> **Study text**:

##########

4. Prompt Compression

Reduces input tokens by compressing conversation history and trimming redundant context.

graph LR
    A[Full Prompt<br>~2000 tokens] --> B[Trim Browsing History<br>Keep last 5 items]
    B --> C[Compress Conv History<br>Summarize older turns]
    C --> D[Deduplicate RAG Chunks<br>Remove overlapping content]
    D --> E[Strip Empty Context<br>Remove null fields]
    E --> F[Compressed Prompt<br>~1200 tokens]

    style A fill:#f66,stroke:#333
    style F fill:#2d8,stroke:#333

Code Example: Prompt Compressor

from typing import Optional


class PromptCompressor:
    """Reduce input token count while preserving essential context."""

    MAX_BROWSING_HISTORY = 5
    MAX_RECENT_TURNS = 6       # 3 user + 3 assistant
    MAX_RAG_CHUNKS = 3
    MAX_CHUNK_TOKENS = 200

    def compress(
        self,
        system_prompt: str,
        browsing_history: list[str],
        conversation_turns: list[dict],
        rag_chunks: list[dict],
        current_product: Optional[dict],
        active_promos: list[dict],
    ) -> str:
        parts = [system_prompt]

        # 1. Trim browsing history to recent items
        trimmed_history = browsing_history[-self.MAX_BROWSING_HISTORY :]
        if trimmed_history:
            parts.append(f"Recent browsing: {', '.join(trimmed_history)}")

##########

> **Given information**:
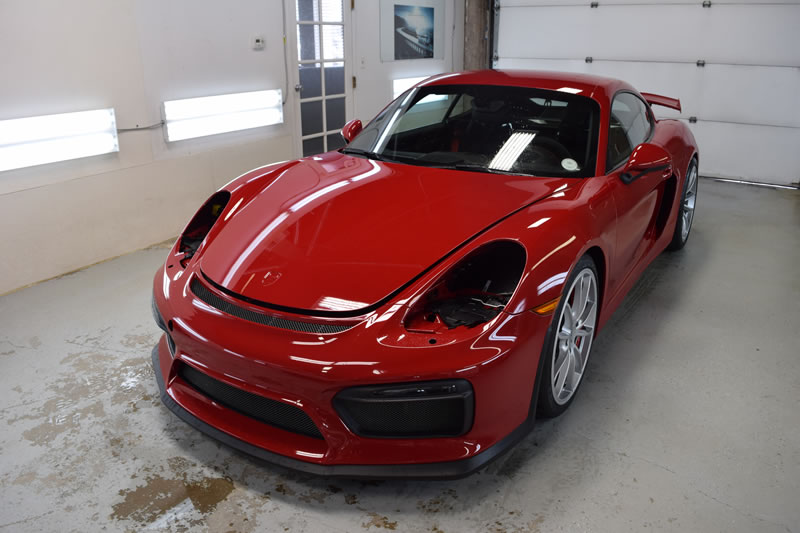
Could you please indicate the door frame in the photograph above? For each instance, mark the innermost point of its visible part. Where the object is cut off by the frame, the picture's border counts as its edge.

##########

> **What needs to be done**: From the prompt compression text above, list every constant defined in the PromptCompressor class, each with its assigned value.

> **Written response**:
MAX_BROWSING_HISTORY = 5
MAX_RECENT_TURNS = 6
MAX_RAG_CHUNKS = 3
MAX_CHUNK_TOKENS = 200